» **Textabschnitt**:
In der Tiroler ÖVP macht sich zusehends Unzufriedenheit mit den schwarz-blauen Koalitionsverhandlern im Bund breit. Bildungslandesrätin Beate Palfrader beklagte am Montag die mangelnde Einbindung der Länder beim Bildungsthema: "Nach wie vor kennen wir nur Überschriften. Dabei könnten wir unsere Erfahrungen einbringen." Freilich seien auch positive Ansätze dabei wie die Kindergärten-Pläne, der Ausbau der Ganztagsschulen und die Fokussierung auf die Grundtechniken. "Bedenklich" sei jedoch die Verpflichtung, zu den Noten zurückzukehren, und die damit verbundene Abkehr von der Wahlfreiheit und der Schulautonomie. "Wir haben in Tirol bereits 225 Klassen mit alternativer Leistungsbeurteilung", erläuterte Tirols Bildungslandesrätin. Dahinter stecke jahrelange Entwicklungsarbeit und Erfahrung. Zudem nehme die alternative Beurteilung viel Druck sowohl von den Kindern als auch von den Lehrern.

(In einem Datensatz aufgeführte Einträge)
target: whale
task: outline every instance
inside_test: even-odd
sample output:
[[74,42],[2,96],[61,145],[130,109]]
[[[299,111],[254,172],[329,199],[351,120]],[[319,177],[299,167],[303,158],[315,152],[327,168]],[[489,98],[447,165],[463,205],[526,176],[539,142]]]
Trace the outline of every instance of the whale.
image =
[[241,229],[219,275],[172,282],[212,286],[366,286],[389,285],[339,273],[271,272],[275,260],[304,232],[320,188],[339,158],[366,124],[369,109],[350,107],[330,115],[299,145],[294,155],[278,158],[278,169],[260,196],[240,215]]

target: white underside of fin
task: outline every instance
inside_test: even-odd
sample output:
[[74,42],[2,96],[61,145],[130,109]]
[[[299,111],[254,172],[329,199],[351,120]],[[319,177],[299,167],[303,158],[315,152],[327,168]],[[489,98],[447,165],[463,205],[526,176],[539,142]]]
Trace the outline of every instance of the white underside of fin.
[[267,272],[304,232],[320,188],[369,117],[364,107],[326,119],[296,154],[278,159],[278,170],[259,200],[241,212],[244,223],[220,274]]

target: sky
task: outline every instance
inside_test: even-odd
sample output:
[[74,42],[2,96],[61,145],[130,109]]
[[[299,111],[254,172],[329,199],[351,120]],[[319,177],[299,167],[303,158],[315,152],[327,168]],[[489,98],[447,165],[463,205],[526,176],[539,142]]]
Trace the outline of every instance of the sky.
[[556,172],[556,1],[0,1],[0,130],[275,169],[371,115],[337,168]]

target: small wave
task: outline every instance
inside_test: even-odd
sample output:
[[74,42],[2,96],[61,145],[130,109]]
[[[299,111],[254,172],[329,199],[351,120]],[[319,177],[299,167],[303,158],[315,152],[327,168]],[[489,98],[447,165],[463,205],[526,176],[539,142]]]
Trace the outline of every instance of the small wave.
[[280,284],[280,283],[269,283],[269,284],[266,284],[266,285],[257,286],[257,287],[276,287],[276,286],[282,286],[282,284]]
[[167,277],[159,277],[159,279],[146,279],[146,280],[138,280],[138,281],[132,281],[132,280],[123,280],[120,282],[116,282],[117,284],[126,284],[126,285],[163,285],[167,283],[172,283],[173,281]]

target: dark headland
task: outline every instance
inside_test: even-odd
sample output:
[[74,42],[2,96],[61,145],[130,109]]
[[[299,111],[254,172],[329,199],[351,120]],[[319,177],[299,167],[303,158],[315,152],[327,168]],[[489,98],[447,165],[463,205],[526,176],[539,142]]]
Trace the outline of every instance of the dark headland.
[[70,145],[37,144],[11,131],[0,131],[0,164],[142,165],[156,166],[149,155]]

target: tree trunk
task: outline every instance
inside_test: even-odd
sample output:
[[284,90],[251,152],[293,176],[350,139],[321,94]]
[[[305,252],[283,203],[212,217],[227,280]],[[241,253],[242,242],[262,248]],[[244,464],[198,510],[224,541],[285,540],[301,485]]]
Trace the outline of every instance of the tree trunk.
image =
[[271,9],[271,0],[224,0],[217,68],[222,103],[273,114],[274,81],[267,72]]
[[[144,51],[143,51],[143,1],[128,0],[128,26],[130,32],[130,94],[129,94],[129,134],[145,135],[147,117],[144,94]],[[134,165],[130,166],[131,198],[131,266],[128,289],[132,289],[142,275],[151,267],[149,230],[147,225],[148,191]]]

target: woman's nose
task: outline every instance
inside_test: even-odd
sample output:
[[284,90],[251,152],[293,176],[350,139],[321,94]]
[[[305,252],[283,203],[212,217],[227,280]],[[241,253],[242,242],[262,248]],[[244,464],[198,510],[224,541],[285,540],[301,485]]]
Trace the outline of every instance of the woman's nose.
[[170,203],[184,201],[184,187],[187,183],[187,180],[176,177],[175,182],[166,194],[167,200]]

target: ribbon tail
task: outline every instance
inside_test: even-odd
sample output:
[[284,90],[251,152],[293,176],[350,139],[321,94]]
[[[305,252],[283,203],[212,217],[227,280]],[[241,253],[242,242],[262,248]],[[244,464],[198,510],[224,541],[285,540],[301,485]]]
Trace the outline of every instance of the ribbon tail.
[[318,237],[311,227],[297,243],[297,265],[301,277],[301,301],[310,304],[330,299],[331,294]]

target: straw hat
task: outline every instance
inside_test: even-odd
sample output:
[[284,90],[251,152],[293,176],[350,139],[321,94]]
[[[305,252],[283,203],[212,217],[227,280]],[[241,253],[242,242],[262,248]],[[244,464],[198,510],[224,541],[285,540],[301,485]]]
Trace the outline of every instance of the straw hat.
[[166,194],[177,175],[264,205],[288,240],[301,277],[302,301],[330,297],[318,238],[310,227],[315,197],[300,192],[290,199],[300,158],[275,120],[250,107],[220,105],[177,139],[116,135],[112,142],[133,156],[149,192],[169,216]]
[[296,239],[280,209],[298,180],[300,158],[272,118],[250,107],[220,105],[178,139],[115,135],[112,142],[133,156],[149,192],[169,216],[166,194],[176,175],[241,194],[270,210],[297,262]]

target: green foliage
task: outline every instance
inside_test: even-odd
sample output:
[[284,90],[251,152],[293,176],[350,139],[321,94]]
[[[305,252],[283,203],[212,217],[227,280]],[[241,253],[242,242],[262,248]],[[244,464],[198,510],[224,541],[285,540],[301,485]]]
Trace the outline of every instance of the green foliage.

» **Ziel**:
Bitte schreiben Sie den Textabschnitt oben über die Kritik der Tiroler ÖVP an den Bildungsplänen vollständig und ohne jede Änderung ab.

» **Lösung der Aufgabe**:
In der Tiroler ÖVP macht sich zusehends Unzufriedenheit mit den schwarz-blauen Koalitionsverhandlern im Bund breit. Bildungslandesrätin Beate Palfrader beklagte am Montag die mangelnde Einbindung der Länder beim Bildungsthema: "Nach wie vor kennen wir nur Überschriften. Dabei könnten wir unsere Erfahrungen einbringen." Freilich seien auch positive Ansätze dabei wie die Kindergärten-Pläne, der Ausbau der Ganztagsschulen und die Fokussierung auf die Grundtechniken. "Bedenklich" sei jedoch die Verpflichtung, zu den Noten zurückzukehren, und die damit verbundene Abkehr von der Wahlfreiheit und der Schulautonomie. "Wir haben in Tirol bereits 225 Klassen mit alternativer Leistungsbeurteilung", erläuterte Tirols Bildungslandesrätin. Dahinter stecke jahrelange Entwicklungsarbeit und Erfahrung. Zudem nehme die alternative Beurteilung viel Druck sowohl von den Kindern als auch von den Lehrern.